(Provided data begins)
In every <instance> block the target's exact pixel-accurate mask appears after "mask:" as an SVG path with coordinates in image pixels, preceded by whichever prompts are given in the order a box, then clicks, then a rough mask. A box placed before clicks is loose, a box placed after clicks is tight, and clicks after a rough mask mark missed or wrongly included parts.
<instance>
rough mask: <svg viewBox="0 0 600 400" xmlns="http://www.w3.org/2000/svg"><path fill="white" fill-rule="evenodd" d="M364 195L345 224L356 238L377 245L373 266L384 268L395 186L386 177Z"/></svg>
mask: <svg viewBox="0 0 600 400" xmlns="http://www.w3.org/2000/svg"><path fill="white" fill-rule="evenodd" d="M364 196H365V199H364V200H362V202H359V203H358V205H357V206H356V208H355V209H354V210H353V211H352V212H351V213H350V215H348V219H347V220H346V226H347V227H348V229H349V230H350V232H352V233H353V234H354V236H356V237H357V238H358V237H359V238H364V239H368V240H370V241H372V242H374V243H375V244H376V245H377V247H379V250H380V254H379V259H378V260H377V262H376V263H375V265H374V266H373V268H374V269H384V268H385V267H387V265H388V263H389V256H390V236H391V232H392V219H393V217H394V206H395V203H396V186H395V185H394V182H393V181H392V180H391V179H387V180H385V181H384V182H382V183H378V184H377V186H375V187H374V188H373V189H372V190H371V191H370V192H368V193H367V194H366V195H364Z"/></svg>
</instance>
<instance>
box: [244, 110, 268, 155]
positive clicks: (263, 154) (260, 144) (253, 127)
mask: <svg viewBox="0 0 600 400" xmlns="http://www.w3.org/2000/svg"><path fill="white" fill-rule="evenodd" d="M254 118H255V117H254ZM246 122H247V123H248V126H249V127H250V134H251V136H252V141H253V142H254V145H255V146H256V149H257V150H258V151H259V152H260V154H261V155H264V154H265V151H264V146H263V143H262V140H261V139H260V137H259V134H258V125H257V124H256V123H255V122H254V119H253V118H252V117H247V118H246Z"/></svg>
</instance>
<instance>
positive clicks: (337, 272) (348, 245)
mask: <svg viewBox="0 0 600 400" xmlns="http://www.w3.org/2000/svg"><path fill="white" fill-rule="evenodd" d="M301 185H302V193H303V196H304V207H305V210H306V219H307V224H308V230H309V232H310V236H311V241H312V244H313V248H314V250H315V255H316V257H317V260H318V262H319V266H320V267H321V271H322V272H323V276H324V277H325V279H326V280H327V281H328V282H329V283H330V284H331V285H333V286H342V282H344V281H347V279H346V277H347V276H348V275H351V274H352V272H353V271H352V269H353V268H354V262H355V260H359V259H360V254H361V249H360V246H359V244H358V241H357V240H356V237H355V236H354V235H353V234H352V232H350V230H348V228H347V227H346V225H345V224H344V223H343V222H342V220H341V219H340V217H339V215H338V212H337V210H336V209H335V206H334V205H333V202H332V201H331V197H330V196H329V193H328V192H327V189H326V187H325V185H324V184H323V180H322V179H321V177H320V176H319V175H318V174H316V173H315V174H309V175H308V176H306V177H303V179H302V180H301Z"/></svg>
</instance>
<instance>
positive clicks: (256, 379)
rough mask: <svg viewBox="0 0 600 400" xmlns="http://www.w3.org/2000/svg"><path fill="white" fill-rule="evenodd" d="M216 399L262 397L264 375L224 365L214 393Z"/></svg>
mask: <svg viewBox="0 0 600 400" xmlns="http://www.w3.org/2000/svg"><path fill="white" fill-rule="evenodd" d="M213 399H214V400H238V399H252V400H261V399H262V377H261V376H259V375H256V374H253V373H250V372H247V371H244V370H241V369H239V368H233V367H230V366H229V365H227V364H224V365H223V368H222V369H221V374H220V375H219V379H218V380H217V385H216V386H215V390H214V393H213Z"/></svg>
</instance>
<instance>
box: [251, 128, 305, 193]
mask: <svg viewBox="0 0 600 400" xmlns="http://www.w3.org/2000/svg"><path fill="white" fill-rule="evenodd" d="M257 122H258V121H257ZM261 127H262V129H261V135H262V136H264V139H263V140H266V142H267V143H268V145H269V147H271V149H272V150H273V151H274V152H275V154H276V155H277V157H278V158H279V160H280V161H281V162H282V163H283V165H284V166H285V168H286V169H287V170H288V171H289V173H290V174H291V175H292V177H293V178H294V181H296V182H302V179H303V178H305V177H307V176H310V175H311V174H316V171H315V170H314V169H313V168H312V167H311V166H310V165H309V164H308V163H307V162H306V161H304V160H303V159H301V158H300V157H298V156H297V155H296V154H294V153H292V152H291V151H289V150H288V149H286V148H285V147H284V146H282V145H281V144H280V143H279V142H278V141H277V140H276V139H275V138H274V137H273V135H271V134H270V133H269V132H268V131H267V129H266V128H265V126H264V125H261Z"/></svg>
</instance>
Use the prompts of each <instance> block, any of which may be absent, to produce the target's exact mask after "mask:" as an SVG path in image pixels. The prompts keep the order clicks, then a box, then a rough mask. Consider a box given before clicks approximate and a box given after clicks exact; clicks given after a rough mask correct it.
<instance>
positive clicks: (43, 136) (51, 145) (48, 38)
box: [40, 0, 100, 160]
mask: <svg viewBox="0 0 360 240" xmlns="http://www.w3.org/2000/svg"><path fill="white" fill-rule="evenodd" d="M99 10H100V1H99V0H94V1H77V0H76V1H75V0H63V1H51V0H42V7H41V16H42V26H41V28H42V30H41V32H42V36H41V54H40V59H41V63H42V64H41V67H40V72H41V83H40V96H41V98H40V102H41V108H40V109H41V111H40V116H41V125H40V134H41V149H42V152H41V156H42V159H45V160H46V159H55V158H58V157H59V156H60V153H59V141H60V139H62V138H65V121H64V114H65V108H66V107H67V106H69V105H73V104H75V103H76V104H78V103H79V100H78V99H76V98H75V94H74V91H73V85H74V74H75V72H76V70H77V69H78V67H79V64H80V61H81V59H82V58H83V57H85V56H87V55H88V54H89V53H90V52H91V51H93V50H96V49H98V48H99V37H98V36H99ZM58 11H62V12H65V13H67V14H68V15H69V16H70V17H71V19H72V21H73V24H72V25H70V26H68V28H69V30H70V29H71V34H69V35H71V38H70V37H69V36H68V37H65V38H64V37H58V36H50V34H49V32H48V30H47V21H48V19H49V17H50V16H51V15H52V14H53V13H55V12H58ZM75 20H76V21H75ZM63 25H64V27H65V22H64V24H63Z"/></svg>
(Provided data ends)
What to do.
Find the lines in the data that include "before", then copy each of them.

Your response.
In every <instance> block the target's exact pixel-accurate mask appears after "mask:" as an SVG path with coordinates in image pixels, preceded by whichever prompts are given in the order a box, then clicks, then a rough mask. A box placed before clicks is loose, a box placed after clicks is tight, and clicks after a rough mask mark missed or wrongly included parts.
Use the prompts of each <instance> block, any of which may be absent, to produce the target's exact mask after "mask:" as an SVG path in image pixels. The prompts keep the order clicks, then a box, then a rough mask. Consider a box given before clicks approximate and a box given after clicks exact; clicks given after a rough mask correct it.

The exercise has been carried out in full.